> _YOUR INSTRUCTIONS_: Gather every line below that contains the word "wheel" and copy each one in full. Case counts when matching.

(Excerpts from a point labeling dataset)
************

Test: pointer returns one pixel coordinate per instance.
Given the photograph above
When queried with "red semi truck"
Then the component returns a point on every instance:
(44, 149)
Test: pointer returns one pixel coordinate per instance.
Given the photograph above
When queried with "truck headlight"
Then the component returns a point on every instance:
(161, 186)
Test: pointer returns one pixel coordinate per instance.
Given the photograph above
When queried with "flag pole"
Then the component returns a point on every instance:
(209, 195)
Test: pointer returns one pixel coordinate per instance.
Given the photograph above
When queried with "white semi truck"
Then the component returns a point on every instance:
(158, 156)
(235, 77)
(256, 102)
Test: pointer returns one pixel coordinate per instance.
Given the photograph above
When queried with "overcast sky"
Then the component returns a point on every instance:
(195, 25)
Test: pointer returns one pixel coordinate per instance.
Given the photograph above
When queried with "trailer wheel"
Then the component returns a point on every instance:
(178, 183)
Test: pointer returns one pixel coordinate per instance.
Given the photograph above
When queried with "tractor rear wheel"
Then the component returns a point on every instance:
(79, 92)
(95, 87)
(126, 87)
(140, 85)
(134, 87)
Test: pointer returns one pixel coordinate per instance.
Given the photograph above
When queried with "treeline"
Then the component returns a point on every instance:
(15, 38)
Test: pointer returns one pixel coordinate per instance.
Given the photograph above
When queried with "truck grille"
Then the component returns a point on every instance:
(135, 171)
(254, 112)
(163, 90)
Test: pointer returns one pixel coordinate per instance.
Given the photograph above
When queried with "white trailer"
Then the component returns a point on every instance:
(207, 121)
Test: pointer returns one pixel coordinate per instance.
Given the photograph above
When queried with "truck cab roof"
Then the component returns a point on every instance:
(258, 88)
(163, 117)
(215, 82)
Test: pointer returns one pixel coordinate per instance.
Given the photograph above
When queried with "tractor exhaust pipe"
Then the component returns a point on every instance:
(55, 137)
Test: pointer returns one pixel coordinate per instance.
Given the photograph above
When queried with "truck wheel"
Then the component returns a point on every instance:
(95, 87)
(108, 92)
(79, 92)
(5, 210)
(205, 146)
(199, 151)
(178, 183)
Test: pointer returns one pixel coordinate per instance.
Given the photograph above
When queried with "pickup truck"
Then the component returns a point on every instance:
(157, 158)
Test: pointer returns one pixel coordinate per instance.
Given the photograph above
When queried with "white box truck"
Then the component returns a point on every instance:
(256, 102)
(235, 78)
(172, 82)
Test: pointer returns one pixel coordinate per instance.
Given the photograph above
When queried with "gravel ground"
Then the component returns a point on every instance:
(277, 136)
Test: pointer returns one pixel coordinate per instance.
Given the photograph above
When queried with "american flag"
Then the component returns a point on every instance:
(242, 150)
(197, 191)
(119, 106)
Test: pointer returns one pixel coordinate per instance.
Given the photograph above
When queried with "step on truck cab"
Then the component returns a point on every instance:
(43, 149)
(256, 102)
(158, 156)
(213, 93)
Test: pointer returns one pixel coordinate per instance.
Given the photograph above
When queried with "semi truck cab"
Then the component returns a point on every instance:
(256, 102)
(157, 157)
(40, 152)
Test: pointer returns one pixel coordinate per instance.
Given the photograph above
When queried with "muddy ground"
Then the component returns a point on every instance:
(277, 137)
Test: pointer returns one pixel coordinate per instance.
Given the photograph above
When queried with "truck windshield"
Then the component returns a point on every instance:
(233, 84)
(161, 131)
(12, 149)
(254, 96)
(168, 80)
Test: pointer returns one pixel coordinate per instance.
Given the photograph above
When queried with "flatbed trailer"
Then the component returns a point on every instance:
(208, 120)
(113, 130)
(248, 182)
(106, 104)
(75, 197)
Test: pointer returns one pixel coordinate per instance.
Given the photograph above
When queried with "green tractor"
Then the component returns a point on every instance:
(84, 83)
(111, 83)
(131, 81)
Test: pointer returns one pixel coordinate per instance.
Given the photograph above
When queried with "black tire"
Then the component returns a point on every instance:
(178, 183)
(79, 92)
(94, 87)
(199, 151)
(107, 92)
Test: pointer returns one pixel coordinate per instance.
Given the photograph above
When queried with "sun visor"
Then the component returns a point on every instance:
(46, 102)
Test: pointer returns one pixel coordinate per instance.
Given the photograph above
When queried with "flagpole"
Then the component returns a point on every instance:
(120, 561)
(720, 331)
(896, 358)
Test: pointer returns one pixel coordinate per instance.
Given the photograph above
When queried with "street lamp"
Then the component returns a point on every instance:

************

> _CORRECT RESULT_:
When queried with "trailer wheel"
When queried with "tractor rear wheel"
When queried with "truck wheel"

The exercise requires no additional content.